Start of Supplied material
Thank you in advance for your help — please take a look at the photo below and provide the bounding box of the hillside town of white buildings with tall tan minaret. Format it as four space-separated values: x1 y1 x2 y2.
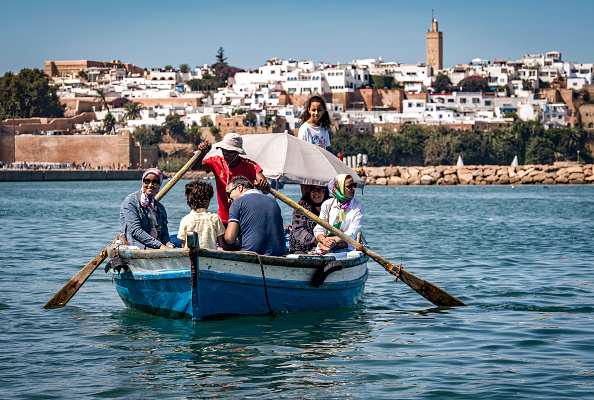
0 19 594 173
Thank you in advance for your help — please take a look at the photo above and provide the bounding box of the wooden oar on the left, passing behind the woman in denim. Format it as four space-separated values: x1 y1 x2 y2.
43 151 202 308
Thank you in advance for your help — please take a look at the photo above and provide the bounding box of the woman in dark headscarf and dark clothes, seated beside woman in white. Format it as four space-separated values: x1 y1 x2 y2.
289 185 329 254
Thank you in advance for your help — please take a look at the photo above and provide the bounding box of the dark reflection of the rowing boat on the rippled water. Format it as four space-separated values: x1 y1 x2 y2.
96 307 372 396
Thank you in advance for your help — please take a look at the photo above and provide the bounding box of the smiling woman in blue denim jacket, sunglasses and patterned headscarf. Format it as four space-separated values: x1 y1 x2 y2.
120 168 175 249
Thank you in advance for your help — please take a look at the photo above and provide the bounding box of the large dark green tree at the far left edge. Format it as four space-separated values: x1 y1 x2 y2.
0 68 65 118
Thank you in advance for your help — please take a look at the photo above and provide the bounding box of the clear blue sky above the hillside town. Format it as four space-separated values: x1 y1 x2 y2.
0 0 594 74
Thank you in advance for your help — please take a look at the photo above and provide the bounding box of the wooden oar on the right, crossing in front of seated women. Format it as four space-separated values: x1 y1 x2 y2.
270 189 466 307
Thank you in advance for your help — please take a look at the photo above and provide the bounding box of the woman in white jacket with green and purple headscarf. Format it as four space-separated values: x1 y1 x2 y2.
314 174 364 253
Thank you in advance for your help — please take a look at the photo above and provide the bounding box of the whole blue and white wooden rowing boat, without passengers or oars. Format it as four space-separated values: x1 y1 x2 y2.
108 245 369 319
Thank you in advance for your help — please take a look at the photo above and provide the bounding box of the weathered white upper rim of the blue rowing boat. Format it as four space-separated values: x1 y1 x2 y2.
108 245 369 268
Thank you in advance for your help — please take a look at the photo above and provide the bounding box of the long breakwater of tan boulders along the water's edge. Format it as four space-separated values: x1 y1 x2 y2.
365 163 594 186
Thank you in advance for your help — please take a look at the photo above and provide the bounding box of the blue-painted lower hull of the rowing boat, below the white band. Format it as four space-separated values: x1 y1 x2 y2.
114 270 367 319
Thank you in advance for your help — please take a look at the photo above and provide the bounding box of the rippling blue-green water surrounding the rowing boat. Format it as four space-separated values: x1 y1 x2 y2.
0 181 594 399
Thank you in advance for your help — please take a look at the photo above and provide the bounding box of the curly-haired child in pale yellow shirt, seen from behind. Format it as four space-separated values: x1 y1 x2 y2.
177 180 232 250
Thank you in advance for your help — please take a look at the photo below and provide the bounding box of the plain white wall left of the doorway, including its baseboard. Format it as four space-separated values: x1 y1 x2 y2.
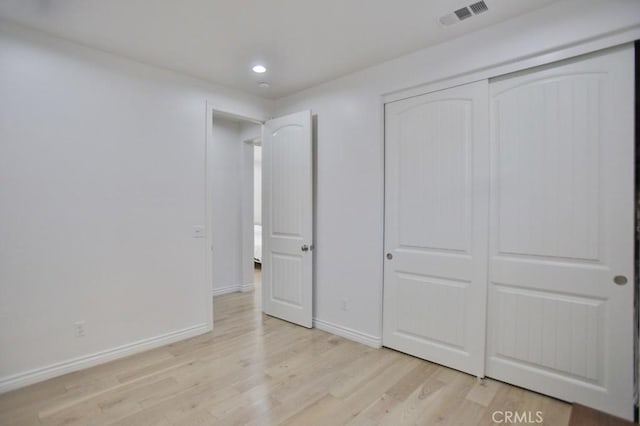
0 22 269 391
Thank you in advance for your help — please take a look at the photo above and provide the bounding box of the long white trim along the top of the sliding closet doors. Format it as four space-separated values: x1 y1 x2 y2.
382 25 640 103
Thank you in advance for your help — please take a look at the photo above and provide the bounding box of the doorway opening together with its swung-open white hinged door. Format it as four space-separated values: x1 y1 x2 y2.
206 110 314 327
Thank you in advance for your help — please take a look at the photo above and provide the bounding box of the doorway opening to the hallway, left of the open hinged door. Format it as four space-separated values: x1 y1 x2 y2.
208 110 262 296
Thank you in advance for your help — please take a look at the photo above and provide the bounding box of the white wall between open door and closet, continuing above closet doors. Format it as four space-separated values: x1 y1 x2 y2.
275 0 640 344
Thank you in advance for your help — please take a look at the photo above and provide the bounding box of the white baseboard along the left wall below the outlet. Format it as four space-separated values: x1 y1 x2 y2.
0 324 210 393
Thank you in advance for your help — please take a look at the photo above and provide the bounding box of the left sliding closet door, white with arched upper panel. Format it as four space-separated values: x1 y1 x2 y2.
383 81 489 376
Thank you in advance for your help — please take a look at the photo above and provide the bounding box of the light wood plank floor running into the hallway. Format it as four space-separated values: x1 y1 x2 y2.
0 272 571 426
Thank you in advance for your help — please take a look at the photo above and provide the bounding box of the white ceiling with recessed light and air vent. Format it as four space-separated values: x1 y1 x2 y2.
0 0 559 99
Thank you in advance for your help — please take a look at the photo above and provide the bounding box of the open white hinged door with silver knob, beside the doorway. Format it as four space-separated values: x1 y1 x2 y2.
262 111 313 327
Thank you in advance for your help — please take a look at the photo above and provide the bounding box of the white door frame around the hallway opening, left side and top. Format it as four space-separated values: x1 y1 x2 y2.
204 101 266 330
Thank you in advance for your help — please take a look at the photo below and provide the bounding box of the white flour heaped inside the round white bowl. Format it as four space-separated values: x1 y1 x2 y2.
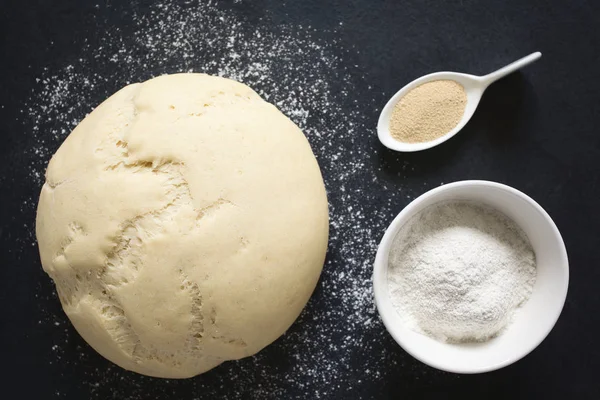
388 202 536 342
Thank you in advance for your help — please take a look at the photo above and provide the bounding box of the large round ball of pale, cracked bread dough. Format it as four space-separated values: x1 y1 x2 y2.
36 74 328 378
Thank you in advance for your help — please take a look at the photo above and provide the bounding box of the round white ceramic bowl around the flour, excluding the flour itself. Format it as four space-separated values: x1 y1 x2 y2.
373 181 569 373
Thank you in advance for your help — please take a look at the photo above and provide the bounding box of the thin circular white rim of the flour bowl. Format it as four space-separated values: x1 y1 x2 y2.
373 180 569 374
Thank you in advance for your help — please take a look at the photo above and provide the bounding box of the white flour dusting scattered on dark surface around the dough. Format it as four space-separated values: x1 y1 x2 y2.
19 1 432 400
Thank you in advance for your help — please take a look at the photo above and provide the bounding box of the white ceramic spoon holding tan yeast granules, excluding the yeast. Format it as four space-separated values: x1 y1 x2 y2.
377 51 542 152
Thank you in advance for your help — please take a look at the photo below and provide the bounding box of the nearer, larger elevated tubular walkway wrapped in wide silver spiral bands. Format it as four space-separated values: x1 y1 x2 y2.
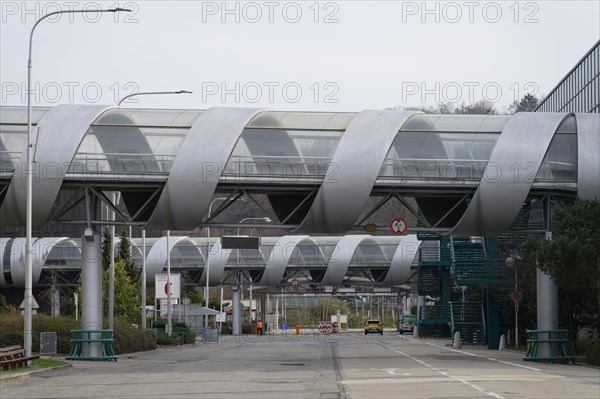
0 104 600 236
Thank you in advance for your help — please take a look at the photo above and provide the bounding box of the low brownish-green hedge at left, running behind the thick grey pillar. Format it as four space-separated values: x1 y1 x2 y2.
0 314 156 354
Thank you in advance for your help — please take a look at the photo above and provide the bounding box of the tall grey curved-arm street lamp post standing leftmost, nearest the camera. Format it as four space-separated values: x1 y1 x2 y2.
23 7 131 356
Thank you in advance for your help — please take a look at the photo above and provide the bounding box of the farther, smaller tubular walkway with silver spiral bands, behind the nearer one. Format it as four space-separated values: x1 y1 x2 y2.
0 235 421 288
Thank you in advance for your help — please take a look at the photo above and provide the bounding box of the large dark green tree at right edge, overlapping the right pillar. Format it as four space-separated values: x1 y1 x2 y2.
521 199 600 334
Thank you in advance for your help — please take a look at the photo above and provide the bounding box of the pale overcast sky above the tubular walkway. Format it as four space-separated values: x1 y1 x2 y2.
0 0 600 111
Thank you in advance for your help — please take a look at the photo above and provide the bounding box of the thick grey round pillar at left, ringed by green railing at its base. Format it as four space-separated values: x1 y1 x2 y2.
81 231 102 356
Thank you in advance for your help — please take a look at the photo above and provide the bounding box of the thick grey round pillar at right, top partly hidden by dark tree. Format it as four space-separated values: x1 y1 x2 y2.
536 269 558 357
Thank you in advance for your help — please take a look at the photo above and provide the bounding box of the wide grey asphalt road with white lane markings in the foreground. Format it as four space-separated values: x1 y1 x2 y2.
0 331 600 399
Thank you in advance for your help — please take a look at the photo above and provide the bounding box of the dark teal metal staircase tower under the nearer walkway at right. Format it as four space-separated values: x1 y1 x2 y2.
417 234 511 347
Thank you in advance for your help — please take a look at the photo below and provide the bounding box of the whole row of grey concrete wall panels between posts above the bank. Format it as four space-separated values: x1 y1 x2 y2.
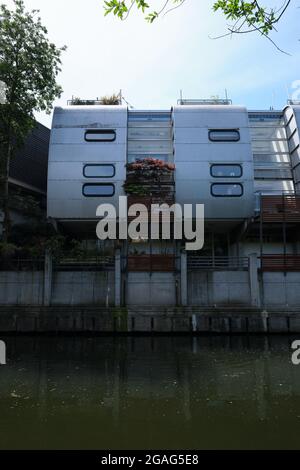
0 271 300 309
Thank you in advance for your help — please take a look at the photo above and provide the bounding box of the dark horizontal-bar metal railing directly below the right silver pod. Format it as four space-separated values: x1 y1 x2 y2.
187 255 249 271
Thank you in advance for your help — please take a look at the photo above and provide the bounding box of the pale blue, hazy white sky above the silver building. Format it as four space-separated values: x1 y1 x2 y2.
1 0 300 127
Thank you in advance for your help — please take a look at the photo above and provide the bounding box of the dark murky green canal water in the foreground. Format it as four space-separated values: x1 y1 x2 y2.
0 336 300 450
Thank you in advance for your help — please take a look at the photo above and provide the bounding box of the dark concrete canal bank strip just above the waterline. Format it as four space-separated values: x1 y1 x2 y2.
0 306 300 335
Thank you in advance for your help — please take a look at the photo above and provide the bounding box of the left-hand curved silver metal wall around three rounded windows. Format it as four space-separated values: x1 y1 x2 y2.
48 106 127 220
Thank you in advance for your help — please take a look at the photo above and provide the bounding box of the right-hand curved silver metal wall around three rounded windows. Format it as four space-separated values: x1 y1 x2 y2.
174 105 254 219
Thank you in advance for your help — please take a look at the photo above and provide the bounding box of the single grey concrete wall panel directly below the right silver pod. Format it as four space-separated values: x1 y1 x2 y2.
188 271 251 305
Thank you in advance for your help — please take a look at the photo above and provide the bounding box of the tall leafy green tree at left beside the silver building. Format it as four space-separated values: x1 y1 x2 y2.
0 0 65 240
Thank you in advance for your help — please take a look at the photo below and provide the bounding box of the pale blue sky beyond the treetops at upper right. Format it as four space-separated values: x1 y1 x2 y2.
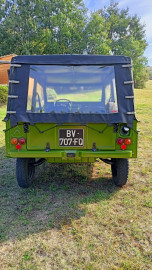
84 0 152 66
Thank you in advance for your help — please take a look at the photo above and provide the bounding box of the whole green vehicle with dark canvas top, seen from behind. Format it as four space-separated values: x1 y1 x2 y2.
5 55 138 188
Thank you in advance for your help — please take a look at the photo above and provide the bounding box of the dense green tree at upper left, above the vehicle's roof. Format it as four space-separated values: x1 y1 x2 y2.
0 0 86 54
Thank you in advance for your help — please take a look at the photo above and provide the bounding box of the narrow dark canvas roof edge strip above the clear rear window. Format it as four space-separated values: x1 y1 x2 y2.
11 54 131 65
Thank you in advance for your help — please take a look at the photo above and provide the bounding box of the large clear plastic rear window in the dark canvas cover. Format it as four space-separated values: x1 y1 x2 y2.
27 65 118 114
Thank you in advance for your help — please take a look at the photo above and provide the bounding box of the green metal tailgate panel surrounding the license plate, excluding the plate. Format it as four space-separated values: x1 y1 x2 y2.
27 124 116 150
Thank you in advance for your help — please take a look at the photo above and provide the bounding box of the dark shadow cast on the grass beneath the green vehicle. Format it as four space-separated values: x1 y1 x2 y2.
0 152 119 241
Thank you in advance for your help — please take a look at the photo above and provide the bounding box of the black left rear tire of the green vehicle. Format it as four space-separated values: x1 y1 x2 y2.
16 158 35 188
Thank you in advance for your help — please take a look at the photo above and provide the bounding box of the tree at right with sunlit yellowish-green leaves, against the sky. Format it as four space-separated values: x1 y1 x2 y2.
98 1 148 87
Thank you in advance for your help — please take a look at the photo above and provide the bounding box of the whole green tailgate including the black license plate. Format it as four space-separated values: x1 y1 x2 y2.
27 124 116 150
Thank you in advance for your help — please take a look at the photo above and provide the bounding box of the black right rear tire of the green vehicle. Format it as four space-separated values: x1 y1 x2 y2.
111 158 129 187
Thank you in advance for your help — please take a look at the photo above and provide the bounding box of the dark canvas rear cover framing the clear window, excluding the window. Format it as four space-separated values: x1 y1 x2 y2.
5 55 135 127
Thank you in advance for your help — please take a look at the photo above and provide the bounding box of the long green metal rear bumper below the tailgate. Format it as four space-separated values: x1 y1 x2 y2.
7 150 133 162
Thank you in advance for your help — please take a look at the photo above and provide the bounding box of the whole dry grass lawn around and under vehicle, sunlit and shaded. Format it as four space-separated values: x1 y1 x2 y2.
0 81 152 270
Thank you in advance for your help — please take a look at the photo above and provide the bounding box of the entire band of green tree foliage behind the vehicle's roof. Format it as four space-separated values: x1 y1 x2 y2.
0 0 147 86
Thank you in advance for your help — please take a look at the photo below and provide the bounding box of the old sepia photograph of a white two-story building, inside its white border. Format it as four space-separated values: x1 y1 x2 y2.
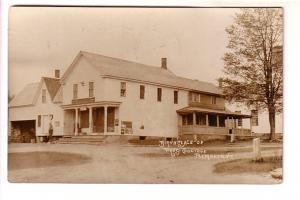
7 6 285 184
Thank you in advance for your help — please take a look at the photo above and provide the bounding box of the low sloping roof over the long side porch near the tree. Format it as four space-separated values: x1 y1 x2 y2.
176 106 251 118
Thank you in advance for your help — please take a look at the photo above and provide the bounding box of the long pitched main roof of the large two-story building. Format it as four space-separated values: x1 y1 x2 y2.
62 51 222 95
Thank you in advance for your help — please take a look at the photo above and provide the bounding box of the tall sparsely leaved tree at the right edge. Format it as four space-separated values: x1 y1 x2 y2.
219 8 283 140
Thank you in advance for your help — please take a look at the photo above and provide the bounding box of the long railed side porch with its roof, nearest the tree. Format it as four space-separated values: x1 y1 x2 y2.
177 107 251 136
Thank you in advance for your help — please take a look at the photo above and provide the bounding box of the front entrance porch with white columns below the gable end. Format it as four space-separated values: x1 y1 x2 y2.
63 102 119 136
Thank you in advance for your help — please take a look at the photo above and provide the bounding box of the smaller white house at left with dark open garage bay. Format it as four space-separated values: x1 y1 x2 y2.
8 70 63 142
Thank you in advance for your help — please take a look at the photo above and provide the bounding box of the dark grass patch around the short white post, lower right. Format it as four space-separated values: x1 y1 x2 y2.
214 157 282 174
End of Supplied material
What is being asked —
Your task is to reproduce exactly the lines that begin at the line containing "the tall sparsely" and end at the final line of the data above.

Solution to this problem —
Thank you in advance for your help — please take a look at the photo above and provide the bounding box of the tall sparsely leaved tree at the right edge. Format it as four space-separated values: x1 y1 x2 y2.
219 8 283 140
Thank you in advance for your help — please take a look at the photo above and provide the bounding box of the long railed side porch with its roof, nearest the tree. Format it as four space-separated values: x1 y1 x2 y2.
177 107 251 136
Thank you in advance for your help — please take a look at the photo above and provide the bounding box of the front entrance porch with white columns below the gable end. Format it as four space-separated values: x1 y1 x2 y2.
63 102 119 136
Thank you in advance for your help — please take a look at the photo above and provide the bounding box of the smaller white house at left with dark open garage bay. Format it as four space-separated values: x1 y1 x2 y2.
8 70 63 142
Thank you in advance for your help — please take a look at the photo above and provide the bounding box of the dark grass patch around the short white post, lower right. Format it as four space-separated values: x1 y1 x2 y2.
214 157 282 174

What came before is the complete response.